_Document section_:
____________
Last week, after Dr. James Billington announced his retirement as the Director of the Library of Congress (LC), I argued that LC is better positioned to digitize books than Google.
Morally and culturally better positioned, that is. Unlike at Google, which has an inescapable profit motive behind its book scanning program, LC exists to serve the public interest.
In addition to serving the public interest, a massive monograph scanning project spearheaded by LC would honor Dr. Billington's legacy of spurring digitization efforts. As his official biography notes, "Dr. Billington has championed the Library of Congress’s National Digital Library program, which makes freely available online millions of American historical and cultural documents from the vast collections of the Library and other research institutions on the Library's website at www.loc.gov. These one-of-a-kind American Memory materials and the Library’s other Internet services -- including the Congress.gov congressional database and information from the U.S. Copyright Office -- are widely used in K-12 education."
This is an outstanding legacy, although it must be said that what's been digitized so far is the "low hanging fruit" of public domain or historic documents. That was the right place to start, and now we can go further. In the Washington Post, Philip Kennicott offers this suggestion for the next Librarian of Congress: "Every word on every page of every public-domain book sitting in the Library of Congress should be available online. That’s a lot to ask, but why ask for less?"
I agree with Kennicott, and would take it even further. The reason he stops at public domain materials, of course, is because digitizing anything that is still in copyright would lead to protracted legal battles of the kind that Google endured (I always supported the legality of Google's efforts, if not their cultural legitimacy.) But we must remember that, in the United States, the only items which are squarely in the public domain were published before 1923. There are some public domain materials after this, but as a matter of exceptions and technicalities rather than law.
So Kennicott's proposal would not account for a good deal of material published in the last 92 years. This is especially true for items published in recent decades.
The nexus of the problem is the nation's antiquated copyright law, which was last substantially revised in 1976. This may have been a bicentennial year, but it was also well before the widespread use of the Web. Our codified notions about how to incentivize authors, and protect their rights, do not jive with how knowledge and information flow today.
In a nutshell, then, we need to fix copyright. (That's much easier typed than achieved, of course. The current system benefits incumbents such as publishers, so any widespread changes would be mightily resisted.) And who manages the US Copyright Office? Why lo and behold, it's a division of the Library of Congress. Ultimately, copyright is the responsibility of the Librarian of Congress.
So we have our mission for whomever President Obama appoints and the Senate confirms as the 14th United States Librarian of Congress: digitize our books, and modernize our copyright law.
____________
_Given information_:

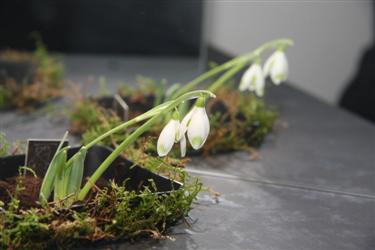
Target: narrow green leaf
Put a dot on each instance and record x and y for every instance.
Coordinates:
(49, 178)
(76, 173)
(60, 163)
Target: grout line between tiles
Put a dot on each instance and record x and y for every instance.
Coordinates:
(268, 182)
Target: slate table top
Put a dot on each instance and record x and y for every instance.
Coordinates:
(312, 188)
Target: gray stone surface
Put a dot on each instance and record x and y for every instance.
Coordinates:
(313, 188)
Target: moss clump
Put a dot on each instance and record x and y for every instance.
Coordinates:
(47, 82)
(111, 213)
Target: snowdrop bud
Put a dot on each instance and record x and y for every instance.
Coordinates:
(185, 121)
(167, 137)
(183, 145)
(277, 67)
(199, 126)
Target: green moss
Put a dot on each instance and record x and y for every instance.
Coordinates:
(112, 213)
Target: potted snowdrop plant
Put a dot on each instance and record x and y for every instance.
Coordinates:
(240, 118)
(92, 193)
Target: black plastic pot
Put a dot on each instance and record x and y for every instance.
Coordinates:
(137, 178)
(21, 72)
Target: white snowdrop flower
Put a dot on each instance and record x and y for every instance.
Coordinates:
(168, 136)
(198, 127)
(183, 145)
(253, 80)
(195, 124)
(276, 67)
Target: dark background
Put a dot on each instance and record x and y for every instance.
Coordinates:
(157, 27)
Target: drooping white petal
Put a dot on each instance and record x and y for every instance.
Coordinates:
(183, 145)
(185, 121)
(177, 135)
(245, 80)
(268, 65)
(167, 138)
(279, 71)
(198, 128)
(259, 89)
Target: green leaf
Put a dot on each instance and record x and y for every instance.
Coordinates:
(49, 178)
(60, 162)
(76, 172)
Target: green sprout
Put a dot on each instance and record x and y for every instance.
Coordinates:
(64, 176)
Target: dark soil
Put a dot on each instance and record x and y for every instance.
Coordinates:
(29, 193)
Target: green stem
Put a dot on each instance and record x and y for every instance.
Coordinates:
(247, 57)
(132, 137)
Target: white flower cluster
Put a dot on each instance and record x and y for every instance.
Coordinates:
(195, 123)
(276, 67)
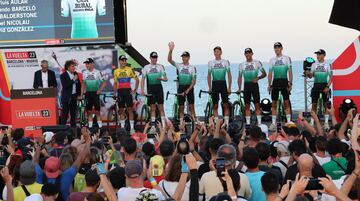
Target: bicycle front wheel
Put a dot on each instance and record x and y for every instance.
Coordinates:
(207, 112)
(112, 118)
(189, 124)
(237, 114)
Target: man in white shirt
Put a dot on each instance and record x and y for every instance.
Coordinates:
(44, 78)
(135, 182)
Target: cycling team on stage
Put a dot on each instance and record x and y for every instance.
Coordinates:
(280, 79)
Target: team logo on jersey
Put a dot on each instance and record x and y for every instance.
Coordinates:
(185, 71)
(320, 68)
(249, 67)
(279, 62)
(153, 70)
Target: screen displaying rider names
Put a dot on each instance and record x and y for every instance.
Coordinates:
(55, 22)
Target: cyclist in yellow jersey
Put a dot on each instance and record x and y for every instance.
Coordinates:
(122, 86)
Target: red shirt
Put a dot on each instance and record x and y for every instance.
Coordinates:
(147, 183)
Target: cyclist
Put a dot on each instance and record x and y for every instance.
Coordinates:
(122, 86)
(280, 67)
(217, 83)
(322, 73)
(186, 81)
(154, 74)
(250, 70)
(93, 84)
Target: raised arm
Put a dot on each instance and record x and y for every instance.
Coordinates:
(171, 49)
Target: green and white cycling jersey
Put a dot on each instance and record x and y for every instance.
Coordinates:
(280, 66)
(92, 80)
(250, 70)
(153, 72)
(218, 69)
(83, 16)
(321, 72)
(187, 73)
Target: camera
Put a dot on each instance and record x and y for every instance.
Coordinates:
(306, 114)
(307, 63)
(247, 129)
(183, 146)
(220, 166)
(314, 184)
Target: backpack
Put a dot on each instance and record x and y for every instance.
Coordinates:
(57, 184)
(79, 182)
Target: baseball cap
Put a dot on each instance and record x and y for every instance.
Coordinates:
(34, 197)
(48, 135)
(88, 61)
(153, 55)
(133, 169)
(248, 50)
(122, 57)
(217, 48)
(52, 167)
(282, 146)
(277, 44)
(185, 54)
(320, 51)
(27, 172)
(157, 164)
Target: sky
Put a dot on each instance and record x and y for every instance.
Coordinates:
(199, 25)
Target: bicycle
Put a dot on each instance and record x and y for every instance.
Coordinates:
(238, 110)
(280, 108)
(209, 112)
(145, 114)
(320, 105)
(189, 121)
(81, 106)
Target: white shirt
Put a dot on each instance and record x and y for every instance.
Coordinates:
(71, 75)
(170, 187)
(322, 160)
(127, 193)
(44, 78)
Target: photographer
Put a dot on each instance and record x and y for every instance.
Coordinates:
(211, 184)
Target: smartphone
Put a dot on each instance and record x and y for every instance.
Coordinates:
(247, 129)
(328, 105)
(220, 166)
(306, 114)
(314, 184)
(278, 127)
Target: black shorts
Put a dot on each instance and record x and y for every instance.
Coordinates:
(316, 90)
(251, 89)
(157, 93)
(280, 85)
(92, 100)
(125, 98)
(219, 87)
(190, 96)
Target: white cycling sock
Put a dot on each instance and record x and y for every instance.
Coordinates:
(226, 118)
(122, 123)
(326, 118)
(288, 118)
(131, 124)
(247, 120)
(259, 119)
(273, 119)
(163, 121)
(312, 121)
(181, 120)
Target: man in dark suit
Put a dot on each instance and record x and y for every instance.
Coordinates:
(44, 78)
(71, 89)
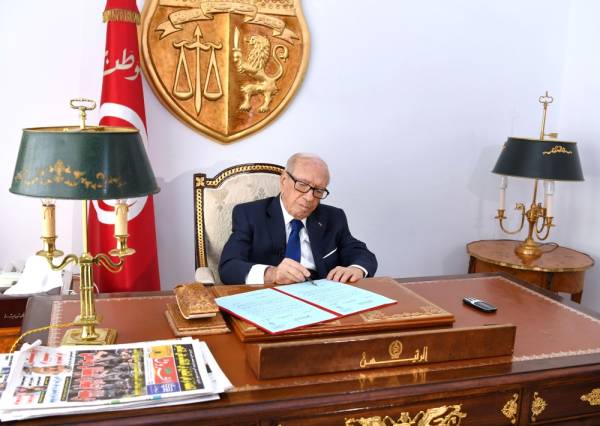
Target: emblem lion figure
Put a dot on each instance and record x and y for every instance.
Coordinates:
(254, 66)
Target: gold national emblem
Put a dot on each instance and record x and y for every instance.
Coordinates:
(226, 68)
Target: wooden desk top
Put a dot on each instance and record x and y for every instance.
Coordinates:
(502, 253)
(545, 347)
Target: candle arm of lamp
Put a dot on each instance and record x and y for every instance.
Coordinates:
(546, 224)
(108, 263)
(501, 217)
(121, 235)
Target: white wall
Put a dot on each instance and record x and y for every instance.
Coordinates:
(409, 102)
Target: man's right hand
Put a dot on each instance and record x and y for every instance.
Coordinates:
(287, 272)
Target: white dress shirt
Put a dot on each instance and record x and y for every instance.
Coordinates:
(256, 275)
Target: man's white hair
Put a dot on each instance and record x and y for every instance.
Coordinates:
(305, 156)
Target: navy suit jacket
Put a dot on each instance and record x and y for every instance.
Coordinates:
(259, 237)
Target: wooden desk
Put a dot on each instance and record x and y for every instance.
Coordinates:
(560, 270)
(552, 369)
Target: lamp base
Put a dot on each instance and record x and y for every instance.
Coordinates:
(528, 250)
(106, 336)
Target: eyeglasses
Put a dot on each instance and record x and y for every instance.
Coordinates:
(304, 187)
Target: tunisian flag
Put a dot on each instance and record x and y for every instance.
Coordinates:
(122, 104)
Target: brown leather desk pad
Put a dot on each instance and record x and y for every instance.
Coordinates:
(546, 329)
(410, 311)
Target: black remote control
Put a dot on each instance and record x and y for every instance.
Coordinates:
(479, 304)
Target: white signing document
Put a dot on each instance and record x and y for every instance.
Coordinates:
(273, 311)
(342, 299)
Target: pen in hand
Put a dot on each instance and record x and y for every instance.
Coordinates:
(309, 281)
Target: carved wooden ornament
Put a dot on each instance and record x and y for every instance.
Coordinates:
(226, 68)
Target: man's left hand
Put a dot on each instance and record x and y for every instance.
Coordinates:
(345, 274)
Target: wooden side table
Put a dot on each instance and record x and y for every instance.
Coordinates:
(561, 269)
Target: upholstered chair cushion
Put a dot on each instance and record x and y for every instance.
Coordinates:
(218, 203)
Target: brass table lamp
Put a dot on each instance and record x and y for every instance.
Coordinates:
(84, 163)
(549, 160)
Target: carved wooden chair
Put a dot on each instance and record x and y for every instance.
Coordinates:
(214, 200)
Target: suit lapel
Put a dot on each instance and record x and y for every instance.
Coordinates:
(276, 227)
(315, 226)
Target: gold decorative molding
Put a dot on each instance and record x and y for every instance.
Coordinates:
(59, 173)
(378, 315)
(446, 415)
(558, 149)
(511, 409)
(538, 405)
(593, 398)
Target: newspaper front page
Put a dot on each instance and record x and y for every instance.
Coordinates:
(49, 381)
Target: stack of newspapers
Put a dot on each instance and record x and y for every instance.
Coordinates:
(42, 381)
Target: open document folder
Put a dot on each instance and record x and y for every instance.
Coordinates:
(288, 307)
(42, 381)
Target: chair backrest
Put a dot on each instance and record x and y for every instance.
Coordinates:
(215, 198)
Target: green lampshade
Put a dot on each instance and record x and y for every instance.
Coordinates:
(540, 159)
(94, 163)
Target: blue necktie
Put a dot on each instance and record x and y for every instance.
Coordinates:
(292, 250)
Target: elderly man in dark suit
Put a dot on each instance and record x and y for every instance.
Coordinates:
(292, 237)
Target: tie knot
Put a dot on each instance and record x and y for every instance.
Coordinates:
(296, 225)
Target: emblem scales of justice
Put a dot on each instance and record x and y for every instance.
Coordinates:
(225, 68)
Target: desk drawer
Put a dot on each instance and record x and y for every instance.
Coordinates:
(554, 401)
(499, 407)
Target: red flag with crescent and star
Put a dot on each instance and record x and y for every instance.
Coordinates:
(122, 104)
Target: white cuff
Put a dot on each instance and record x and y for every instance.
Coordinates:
(256, 275)
(359, 267)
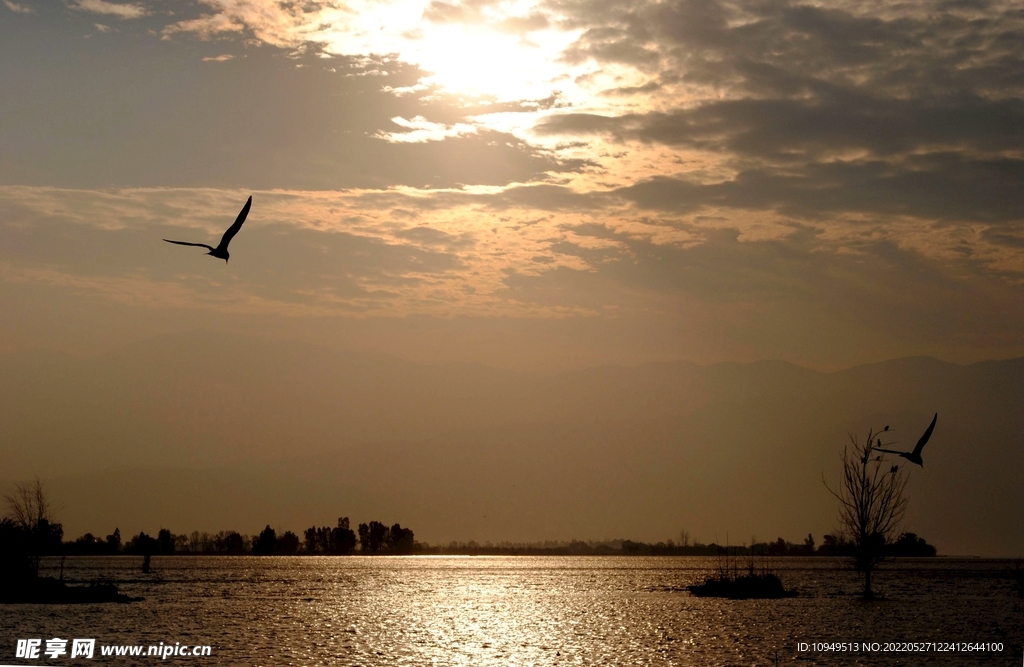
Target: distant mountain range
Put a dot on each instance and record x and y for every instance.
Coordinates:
(211, 431)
____________
Print the part of the Library of Congress post that begins with the words "In a nutshell, then, we" and ends after "Librarian of Congress.". The listing comes from a source unrelated to the Library of Congress post.

_Complete output_:
In a nutshell, then, we need to fix copyright. (That's much easier typed than achieved, of course. The current system benefits incumbents such as publishers, so any widespread changes would be mightily resisted.) And who manages the US Copyright Office? Why lo and behold, it's a division of the Library of Congress. Ultimately, copyright is the responsibility of the Librarian of Congress.